═══ Material to process ═══

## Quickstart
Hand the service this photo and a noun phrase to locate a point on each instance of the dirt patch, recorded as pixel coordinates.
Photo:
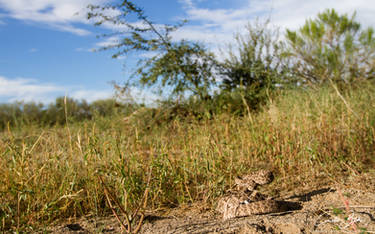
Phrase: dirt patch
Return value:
(331, 209)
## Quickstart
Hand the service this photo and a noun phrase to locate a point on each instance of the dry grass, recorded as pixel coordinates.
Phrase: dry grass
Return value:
(307, 138)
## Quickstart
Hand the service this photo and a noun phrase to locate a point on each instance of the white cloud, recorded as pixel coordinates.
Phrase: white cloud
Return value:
(90, 95)
(58, 14)
(33, 50)
(27, 90)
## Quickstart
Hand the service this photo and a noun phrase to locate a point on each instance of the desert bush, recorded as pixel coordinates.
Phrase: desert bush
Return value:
(332, 47)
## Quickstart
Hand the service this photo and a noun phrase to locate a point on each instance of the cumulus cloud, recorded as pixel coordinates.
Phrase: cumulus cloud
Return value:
(33, 50)
(27, 90)
(58, 14)
(19, 89)
(90, 95)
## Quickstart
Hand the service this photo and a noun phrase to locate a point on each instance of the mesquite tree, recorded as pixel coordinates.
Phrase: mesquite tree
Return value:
(332, 47)
(180, 65)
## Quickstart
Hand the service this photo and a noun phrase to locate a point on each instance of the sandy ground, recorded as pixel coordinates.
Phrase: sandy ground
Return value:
(334, 209)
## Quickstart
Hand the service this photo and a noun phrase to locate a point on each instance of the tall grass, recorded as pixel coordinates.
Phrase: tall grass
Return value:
(309, 138)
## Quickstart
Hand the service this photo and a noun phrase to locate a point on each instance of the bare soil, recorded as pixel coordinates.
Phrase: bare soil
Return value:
(340, 208)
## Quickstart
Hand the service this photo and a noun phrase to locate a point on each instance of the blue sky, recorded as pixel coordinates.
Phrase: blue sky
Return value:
(46, 47)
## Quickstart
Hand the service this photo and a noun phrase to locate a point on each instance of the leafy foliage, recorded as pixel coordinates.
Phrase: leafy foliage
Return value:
(182, 66)
(332, 47)
(61, 111)
(254, 65)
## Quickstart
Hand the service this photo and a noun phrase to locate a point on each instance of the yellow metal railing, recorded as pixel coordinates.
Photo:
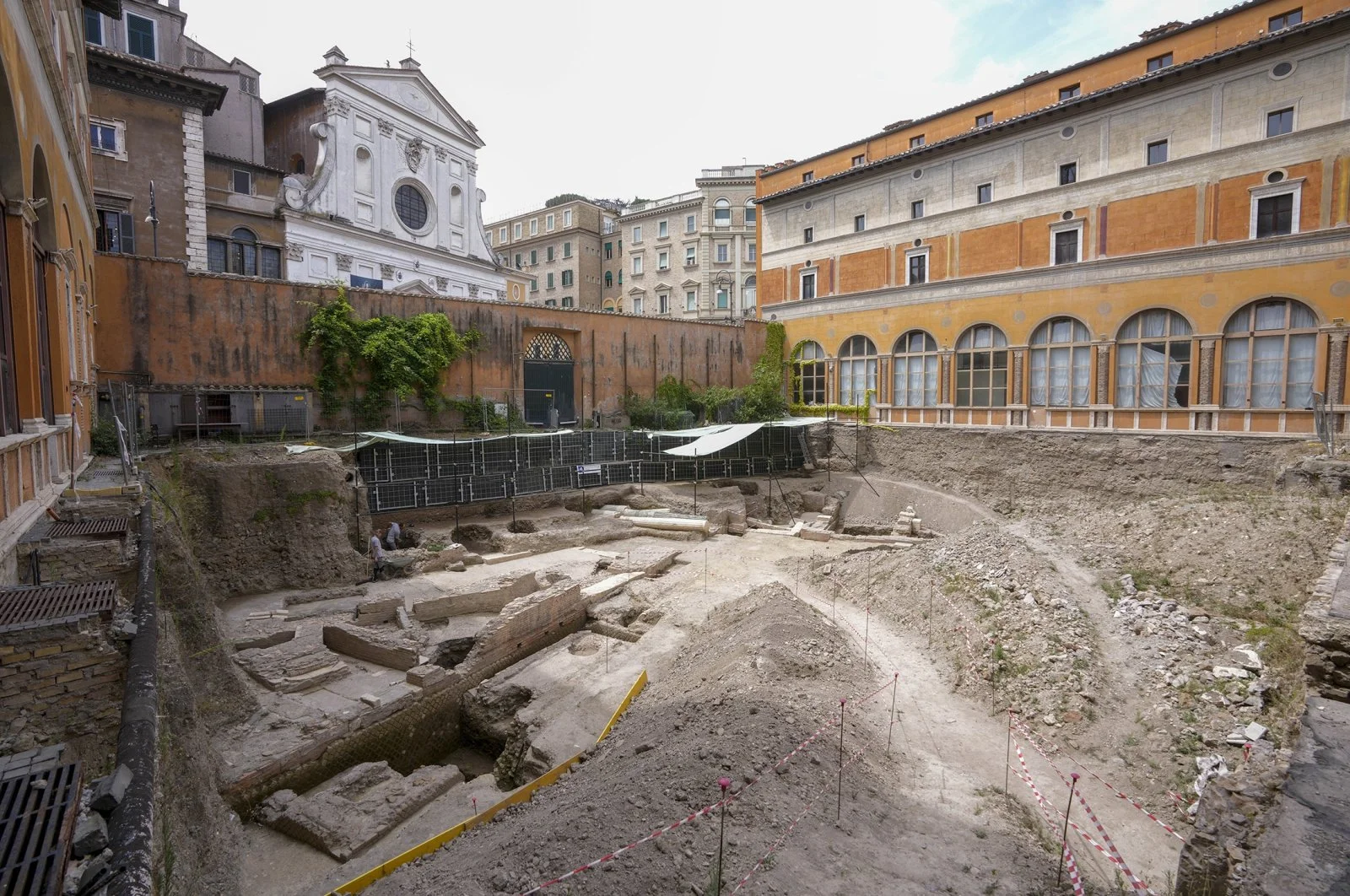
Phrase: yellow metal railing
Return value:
(521, 795)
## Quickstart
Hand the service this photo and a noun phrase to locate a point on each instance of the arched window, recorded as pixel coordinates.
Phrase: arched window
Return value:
(915, 370)
(857, 370)
(456, 207)
(364, 178)
(243, 251)
(1061, 364)
(1153, 360)
(982, 367)
(1269, 348)
(809, 374)
(722, 212)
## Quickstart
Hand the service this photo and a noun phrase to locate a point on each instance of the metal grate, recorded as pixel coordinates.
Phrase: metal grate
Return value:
(30, 605)
(38, 810)
(100, 526)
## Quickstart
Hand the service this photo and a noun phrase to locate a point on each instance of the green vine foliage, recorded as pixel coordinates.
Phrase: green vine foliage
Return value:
(386, 357)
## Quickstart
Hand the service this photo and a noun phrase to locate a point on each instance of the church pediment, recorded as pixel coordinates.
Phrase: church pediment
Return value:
(411, 90)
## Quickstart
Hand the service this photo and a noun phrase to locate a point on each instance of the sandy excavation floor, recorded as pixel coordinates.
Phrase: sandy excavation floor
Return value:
(762, 636)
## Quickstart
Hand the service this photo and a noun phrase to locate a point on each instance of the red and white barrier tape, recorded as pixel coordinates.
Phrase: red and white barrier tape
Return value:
(1136, 884)
(830, 722)
(1032, 737)
(1045, 806)
(790, 828)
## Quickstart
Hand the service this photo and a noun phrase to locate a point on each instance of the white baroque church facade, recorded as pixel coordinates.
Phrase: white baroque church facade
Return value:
(382, 186)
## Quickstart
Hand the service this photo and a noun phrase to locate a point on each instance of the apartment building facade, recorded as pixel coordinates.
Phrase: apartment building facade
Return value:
(690, 256)
(1154, 239)
(558, 250)
(46, 259)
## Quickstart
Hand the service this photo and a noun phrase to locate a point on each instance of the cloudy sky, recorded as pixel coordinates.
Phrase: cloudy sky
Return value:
(629, 97)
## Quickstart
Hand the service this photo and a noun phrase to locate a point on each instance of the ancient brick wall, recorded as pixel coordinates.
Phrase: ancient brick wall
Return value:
(62, 683)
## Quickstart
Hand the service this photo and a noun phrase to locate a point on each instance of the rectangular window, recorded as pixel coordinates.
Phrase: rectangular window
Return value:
(116, 232)
(94, 27)
(1275, 215)
(1066, 246)
(1287, 20)
(918, 269)
(1280, 121)
(269, 262)
(103, 138)
(218, 256)
(141, 36)
(809, 285)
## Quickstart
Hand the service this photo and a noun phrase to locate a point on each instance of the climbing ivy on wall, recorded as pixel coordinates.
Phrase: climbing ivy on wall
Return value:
(385, 357)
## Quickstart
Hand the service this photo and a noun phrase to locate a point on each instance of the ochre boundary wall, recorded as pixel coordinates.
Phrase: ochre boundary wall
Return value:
(165, 326)
(521, 795)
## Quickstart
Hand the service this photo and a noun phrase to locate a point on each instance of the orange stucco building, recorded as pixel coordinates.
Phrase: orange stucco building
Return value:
(1152, 239)
(46, 259)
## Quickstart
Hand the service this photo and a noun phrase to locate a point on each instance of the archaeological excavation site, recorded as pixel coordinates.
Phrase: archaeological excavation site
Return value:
(802, 657)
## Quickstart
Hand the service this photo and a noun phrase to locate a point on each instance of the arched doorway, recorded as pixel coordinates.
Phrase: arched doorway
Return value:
(548, 380)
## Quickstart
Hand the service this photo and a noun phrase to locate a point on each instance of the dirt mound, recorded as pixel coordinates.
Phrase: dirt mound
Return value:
(755, 682)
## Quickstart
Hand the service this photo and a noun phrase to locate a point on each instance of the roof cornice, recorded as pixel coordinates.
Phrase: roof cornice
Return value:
(132, 74)
(1160, 80)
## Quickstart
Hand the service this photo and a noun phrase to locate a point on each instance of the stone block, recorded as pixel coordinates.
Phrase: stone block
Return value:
(425, 675)
(91, 835)
(108, 791)
(370, 646)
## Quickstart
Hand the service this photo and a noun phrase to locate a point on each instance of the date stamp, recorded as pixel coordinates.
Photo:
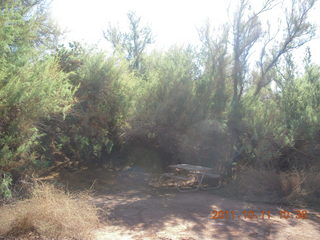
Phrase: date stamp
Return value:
(257, 214)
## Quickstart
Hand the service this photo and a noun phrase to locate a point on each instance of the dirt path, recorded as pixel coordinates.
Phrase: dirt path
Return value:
(132, 210)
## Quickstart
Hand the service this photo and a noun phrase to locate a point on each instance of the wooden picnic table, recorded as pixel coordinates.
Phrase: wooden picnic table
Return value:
(199, 171)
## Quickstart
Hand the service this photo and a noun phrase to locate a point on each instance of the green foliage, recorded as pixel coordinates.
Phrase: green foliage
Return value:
(5, 184)
(31, 85)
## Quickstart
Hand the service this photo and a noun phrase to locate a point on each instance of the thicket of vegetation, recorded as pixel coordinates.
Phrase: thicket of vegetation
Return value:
(201, 104)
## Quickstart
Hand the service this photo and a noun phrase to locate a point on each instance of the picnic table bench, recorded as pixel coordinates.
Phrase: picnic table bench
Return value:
(184, 172)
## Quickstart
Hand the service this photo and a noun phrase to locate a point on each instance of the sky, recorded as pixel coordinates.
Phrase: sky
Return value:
(171, 21)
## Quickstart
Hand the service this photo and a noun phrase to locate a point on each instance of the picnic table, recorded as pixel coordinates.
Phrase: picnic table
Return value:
(199, 172)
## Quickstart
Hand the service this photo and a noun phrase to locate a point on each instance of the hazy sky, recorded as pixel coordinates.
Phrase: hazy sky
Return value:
(172, 21)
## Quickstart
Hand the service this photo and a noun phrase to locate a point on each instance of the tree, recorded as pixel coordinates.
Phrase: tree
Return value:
(31, 84)
(132, 43)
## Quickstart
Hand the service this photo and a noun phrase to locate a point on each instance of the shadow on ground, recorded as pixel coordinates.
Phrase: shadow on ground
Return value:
(131, 209)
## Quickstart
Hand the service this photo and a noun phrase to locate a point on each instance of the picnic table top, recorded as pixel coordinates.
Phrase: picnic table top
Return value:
(191, 168)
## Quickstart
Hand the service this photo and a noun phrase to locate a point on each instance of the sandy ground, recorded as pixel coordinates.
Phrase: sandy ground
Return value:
(130, 209)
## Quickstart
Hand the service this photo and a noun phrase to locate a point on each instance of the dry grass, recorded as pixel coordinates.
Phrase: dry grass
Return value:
(295, 187)
(51, 213)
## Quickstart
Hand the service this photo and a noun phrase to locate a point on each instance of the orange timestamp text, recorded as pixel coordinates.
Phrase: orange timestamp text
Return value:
(251, 214)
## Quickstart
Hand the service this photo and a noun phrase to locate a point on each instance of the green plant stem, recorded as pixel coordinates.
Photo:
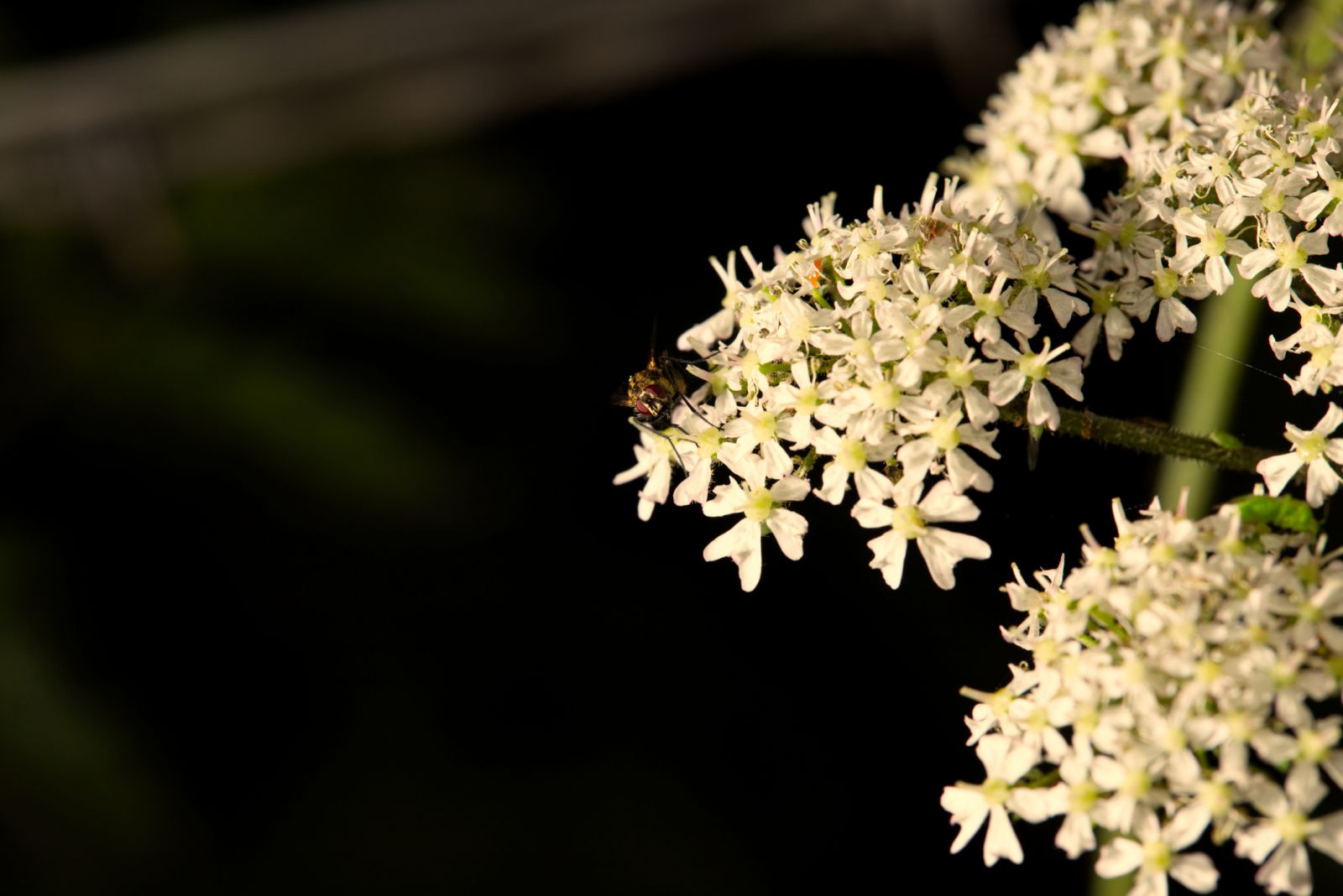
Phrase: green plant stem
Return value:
(1147, 438)
(1212, 381)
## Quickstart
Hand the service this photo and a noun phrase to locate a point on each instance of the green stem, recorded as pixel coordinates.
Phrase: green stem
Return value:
(1147, 438)
(1226, 326)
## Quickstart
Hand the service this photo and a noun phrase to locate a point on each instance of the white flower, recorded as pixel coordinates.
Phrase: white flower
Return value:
(759, 508)
(1036, 369)
(1152, 855)
(653, 459)
(1289, 255)
(1278, 842)
(1309, 448)
(908, 521)
(1005, 763)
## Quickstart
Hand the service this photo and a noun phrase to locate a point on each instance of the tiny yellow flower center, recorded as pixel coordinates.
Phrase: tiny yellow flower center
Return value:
(1103, 300)
(1165, 284)
(995, 792)
(1289, 255)
(1213, 243)
(1034, 277)
(852, 455)
(1313, 447)
(759, 503)
(875, 290)
(960, 373)
(1157, 856)
(1295, 826)
(907, 522)
(1273, 201)
(943, 434)
(1034, 367)
(1083, 797)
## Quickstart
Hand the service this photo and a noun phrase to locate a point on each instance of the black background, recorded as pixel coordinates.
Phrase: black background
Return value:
(462, 664)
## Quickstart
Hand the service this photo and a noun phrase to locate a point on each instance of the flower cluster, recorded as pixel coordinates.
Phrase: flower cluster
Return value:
(1174, 688)
(881, 351)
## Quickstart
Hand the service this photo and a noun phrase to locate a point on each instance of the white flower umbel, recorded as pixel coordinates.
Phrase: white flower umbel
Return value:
(1278, 842)
(910, 521)
(1184, 636)
(970, 804)
(760, 508)
(1155, 853)
(1311, 450)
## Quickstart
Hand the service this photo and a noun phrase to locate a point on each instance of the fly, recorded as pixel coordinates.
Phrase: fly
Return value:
(653, 393)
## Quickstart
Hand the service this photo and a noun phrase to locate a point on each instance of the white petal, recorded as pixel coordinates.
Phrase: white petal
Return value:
(787, 529)
(742, 544)
(1119, 857)
(1278, 471)
(1195, 873)
(1001, 841)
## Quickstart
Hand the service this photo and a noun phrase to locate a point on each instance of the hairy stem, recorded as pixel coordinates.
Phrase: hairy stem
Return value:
(1147, 438)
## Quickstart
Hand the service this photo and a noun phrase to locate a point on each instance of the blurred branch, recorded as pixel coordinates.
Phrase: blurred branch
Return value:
(100, 137)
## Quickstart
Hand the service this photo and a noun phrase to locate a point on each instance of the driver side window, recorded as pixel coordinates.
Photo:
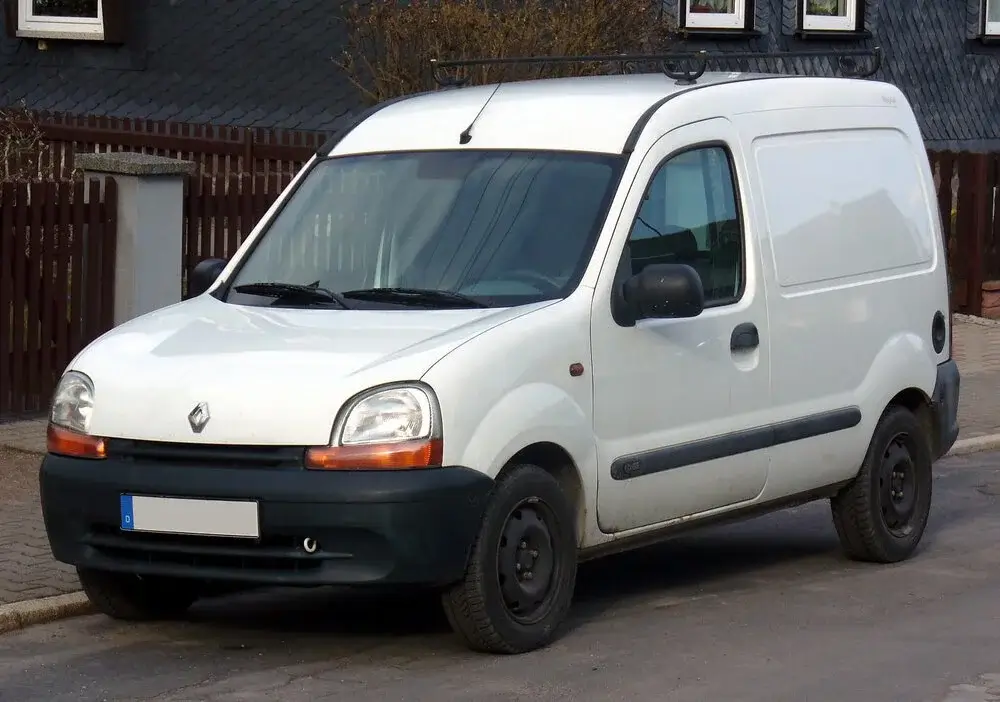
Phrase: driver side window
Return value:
(689, 215)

═══

* [Description of the task]: An exact copy is needed. It runs from the line above containing "text, recorded as pixel coordinates." down to the line containing "Phrase: green plant stem", both included, with no pictures.

* [Output]:
Hand the service this photo and a noun phrase to locate a point on each instance of the orange timestamp text, recorded as pixel coordinates.
Phrase: orange timestamp text
Return value:
(251, 214)
## Quickstart
Hand the service this photo and a noun phrase to locate a point on each instance of the green plant stem, recorded as pixel coordinates.
Photo:
Phrase: green plant stem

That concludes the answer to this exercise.